Gordon McQueen insists the demise of Rangers has reduced Scottish football to a laughing stock in England.
The Ibrox club are in crisis with no guarantees of its future while new owners are currently being sought by administrators Duff and Phelps.
The former Leeds United, Manchester United and Scotland defender was at Hampden to publicise the launch of the search for this year's Scottish Football Hall of Fame inductees.
McQueen, who has successfully recovered from a throat operation for cancer, still lives in England and he insists the perception of the game north of the border has markedly changed since the Scottish champions found themselves in trouble.
He said: "We have had nothing to cheer about at international level, it's not been easy for Scotsmen in England.
"One thing you were reasonably proud of was that we had two big clubs who had 50,000 there every single week and we could ram that down their throats.
"They are laughing at us now, because of what is happening at Rangers and it's not nice.
"I get the Scottish papers every day in life and every day it seems there is something else that turns up, another twist in the tale, and I haven't seen anybody who has come up with an answer yet, nobody, the Blue Knights (consortium who have shown interest in buying the club), the SFA, or even the press.
"You've got to have fears for the future of Scottish football when you see what is happening to Rangers and the national team haven't done anything in ages although I like the bloke who is in charge (Craig Levein).
"And we have done nothing at club level.
"I used to know people who used to wait religiously for Rangers and Celtic results, you don't get that so much."

» **Assignment**
From the Rangers article, return word for word the part that opens with the words containing "McQueen, who has" and closes with "down their throats.".

» **Data section**
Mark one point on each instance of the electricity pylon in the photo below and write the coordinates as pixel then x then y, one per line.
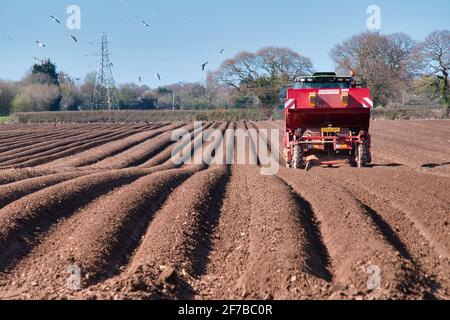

» **Response below**
McQueen, who has successfully recovered from a throat operation for cancer, still lives in England and he insists the perception of the game north of the border has markedly changed since the Scottish champions found themselves in trouble.
He said: "We have had nothing to cheer about at international level, it's not been easy for Scotsmen in England.
"One thing you were reasonably proud of was that we had two big clubs who had 50,000 there every single week and we could ram that down their throats.